» Document source:
Les particularites du sabot franÇais en quelques exemples
Sabots du Gâtinais, région de Montargis
Fermés et ronds de silhouette. Portés sans bride.
L´origine du sabot, bien que très ancienne, reste assez obscure.
Les bûcherons en seraient les créateurs. Selon la légende, le
premier sabotier fût Saint René, évêque d´Angers, qui
lassé de ce monde, se retira à Sorrente vers 440 pour façonner
des sabots.
Quoi qu´il en soit, le sabot demeure une particularité française.
Il n´existe d´ailleurs sous la forme que nous connaisssons dans aucun
autre pays, hormis la Hollande où les Français l´ont exporté
assez tardivement et dans certaines vallées et régions frontalières.
Si au Moyen-Age, on trouve mention de fabricants de sabots lors des foires,
son port est limité aux bûcherons et aux habitants de régions
froides, neigeuses ou argileuses. Il n´existait, semble-t-il, à cette
période que peu de formes.
Il doit être distingué de la galoche, soulier de cuir à semelle
de bois, dont les origines proviendraient de la Gaulle avant la conquête
romaine. Il ne faut pas en déduire que la galoche telle que nous la connaissons
est la même que celle citée par les auteurs antiques. Ce modèle
répendu dans les régions du Centre et du Sud-Ouest est une survivance
de souliers solides et économiques fabriqués au Moyen Age.
Socque limousine
Semelle de bois - dessus de pied et bride de cuir vernissé noir
Cette chanson du XVIème siècle témoigne de l´existence du sabot à cette époque :
Les belles Dames, les gros bourgeois
Dédaignent mes sabots de bois
Le Roy peut bien se chausser de veau
Moi je préfère mes deux sabots
Sabots de frêne, taillés chez nous
Ils m´ont couté quatorze sous
Socques normandes
Le dessus de pied est d'une seule pièce de cuir vernis.

» Données fournies:

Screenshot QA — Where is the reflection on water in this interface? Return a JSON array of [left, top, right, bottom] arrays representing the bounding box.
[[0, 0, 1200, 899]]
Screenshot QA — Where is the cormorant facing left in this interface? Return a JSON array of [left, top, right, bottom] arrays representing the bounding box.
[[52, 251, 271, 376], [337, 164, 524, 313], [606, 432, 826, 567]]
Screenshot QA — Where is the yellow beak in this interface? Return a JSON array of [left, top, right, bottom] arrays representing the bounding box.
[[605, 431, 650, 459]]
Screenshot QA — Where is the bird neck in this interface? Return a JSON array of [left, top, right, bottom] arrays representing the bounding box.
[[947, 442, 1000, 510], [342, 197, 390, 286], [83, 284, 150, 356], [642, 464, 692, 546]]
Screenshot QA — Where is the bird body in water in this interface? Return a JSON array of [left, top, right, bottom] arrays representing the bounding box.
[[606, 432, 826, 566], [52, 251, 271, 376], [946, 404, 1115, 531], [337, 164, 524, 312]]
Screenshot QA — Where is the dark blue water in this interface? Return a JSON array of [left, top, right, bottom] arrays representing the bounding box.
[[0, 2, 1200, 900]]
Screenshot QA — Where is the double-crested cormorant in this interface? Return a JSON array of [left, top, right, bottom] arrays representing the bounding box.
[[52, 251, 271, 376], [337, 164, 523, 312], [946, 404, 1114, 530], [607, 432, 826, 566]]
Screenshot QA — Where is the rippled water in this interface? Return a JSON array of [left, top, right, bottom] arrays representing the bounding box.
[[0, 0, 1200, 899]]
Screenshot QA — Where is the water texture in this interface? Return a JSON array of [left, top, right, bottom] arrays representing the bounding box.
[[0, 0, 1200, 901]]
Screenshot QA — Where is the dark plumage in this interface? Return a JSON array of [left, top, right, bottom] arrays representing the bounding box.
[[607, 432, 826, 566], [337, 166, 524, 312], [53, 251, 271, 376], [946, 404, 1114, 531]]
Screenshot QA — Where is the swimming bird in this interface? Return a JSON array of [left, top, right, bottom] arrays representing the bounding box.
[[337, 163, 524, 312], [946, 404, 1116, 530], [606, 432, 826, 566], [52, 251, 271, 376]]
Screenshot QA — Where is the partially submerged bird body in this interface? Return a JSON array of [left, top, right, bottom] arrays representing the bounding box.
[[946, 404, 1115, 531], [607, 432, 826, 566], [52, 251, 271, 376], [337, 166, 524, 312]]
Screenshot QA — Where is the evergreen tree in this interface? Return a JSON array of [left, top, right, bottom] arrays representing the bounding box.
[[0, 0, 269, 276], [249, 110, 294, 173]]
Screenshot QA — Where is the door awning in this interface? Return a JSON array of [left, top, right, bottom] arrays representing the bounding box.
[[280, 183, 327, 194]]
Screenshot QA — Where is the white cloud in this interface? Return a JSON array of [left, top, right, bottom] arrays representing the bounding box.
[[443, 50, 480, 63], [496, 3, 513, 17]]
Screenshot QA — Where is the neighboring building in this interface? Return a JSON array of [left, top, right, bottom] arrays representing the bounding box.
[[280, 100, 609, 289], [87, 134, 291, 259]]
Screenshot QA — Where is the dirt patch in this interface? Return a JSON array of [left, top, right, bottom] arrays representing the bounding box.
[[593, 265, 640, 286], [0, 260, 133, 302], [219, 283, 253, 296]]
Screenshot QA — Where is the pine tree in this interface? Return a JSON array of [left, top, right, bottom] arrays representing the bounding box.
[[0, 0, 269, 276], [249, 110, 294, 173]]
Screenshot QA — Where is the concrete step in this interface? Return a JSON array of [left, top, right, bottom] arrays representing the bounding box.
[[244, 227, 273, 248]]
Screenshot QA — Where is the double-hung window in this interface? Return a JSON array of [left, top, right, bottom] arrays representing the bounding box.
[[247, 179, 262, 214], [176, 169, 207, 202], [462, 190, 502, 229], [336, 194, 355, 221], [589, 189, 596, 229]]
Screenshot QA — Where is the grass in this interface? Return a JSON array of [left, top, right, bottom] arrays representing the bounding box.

» Travail demandé:
a - D'après le texte sur le sabot français, combien ont coûté les sabots évoqués dans la chanson du XVIe siècle ?
b - Écrivez la suite du texte sur le sabot français, à partir de sa dernière phrase.
Ce listing provient d'une autre source que le texte sur le sabot.

» Liste des réponses:
a - Quatorze sous.

b -
Des traces de peinture rouge sont visibles pour protéger le bois
des attaques de l'eau et du sel dans les régions maritimes.
Une semelle en vieux pneu a été récemment ajoutée pour
prolonger
la durée de vie des socques
Puis au fil du temps, le sabot comme le costume reflète la diversité
régionale : formes multiples et adaptées à la spécificité
sociale et géographique.
Dés le XVIème siècle, les formes que nous connaissons sont en
vigueur dans les provinces françaises. Certaines variantes comme les sabots
à décoration compliquée ou à pointes de dimensions disproportionnées
n´apparaissent qu´aux XVIIIème et XIXème siècles.
La forme du sabot n´est pas due à la seule sensibilité du sabotier,
elle répond à un besoin d´utilisation, à une topographie,
à un évènement social particulier.
Une Parisienne vers 1790 et un Limousin vers 1780
La femme a ajouté une peau de mouton sur le coup de pied
et l'homme de la paille pour plus de confort.
A noter la différence de forme entre les deux paires de sabots.
Les sabots de régions cotières ou de bords de fleuves reflètent
la nécessité d´un soulier de bois adapté à l´activité
économique centrée sur la marine. Par exemple, les sabots des bords
de Loire présentent les mêmes caractéristiques que ceux des côtes
atlantiques. La technique de fabrication est la même, seule la qualité
de fabrication et l´essence de bois utilisée présentent des variantes.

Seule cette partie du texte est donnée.